#### [REQUIREMENT]
Pick out every line in the rows below that contains the word "patio". Case counts.

#### [DATA IN THIS EXERCISE]

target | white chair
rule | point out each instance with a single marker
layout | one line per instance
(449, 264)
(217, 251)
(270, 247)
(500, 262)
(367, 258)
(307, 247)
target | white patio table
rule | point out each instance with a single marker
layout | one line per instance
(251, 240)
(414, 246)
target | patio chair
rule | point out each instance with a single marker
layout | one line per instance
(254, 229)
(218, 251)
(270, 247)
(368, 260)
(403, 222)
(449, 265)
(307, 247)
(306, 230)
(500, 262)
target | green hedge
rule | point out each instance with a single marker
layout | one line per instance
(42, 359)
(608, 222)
--
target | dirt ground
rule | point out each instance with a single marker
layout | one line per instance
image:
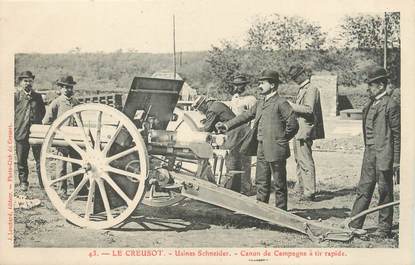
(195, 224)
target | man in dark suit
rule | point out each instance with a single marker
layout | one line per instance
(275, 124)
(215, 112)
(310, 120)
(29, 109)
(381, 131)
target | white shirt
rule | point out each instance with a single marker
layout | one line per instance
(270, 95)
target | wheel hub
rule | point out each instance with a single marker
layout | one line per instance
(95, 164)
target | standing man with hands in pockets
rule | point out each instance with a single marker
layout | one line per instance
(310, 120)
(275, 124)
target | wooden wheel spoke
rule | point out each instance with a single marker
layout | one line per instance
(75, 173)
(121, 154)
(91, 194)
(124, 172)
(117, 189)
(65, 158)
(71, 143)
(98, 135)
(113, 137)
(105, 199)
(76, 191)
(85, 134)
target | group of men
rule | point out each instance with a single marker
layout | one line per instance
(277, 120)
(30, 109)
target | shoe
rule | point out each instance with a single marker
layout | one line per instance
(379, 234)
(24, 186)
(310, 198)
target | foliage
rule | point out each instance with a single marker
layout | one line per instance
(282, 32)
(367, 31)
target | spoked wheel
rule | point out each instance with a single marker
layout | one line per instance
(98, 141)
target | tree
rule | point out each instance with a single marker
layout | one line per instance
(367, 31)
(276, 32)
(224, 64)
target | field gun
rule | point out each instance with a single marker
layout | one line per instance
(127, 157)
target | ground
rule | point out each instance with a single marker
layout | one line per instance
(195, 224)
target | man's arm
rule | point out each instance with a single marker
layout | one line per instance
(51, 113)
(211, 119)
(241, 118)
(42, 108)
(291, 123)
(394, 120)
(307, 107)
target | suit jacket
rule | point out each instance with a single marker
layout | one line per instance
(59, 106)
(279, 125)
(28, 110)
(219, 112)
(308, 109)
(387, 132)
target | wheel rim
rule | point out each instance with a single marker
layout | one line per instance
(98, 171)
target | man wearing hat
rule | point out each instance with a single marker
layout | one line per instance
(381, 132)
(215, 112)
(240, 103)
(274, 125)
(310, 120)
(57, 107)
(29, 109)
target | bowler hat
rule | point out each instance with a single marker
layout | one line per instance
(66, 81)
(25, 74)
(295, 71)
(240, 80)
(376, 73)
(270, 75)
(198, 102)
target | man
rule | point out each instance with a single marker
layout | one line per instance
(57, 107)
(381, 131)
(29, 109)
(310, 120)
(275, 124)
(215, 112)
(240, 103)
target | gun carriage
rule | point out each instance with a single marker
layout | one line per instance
* * *
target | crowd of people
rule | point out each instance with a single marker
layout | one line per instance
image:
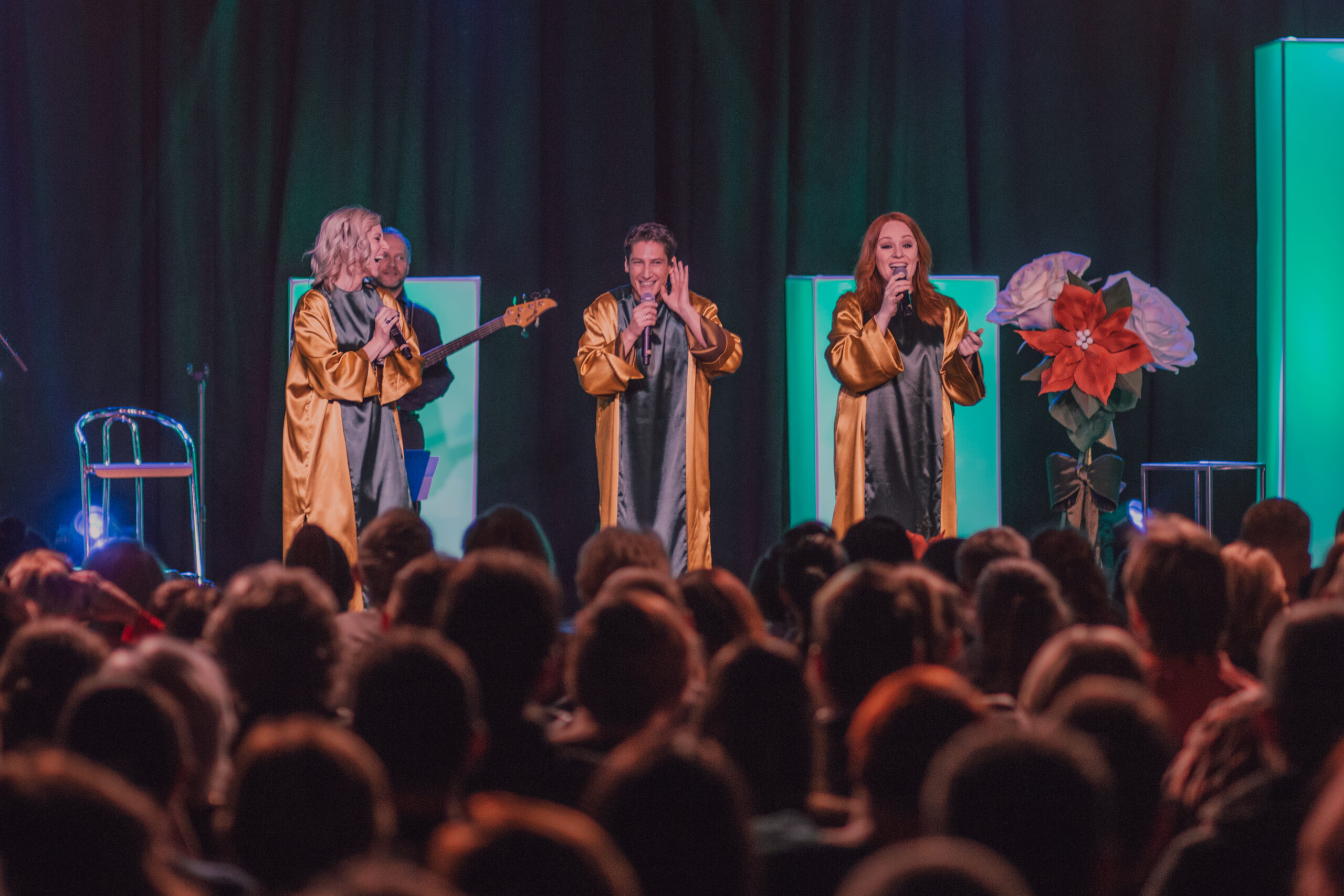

#### [EXERCISE ANSWER]
target | white patio table
target | patio chair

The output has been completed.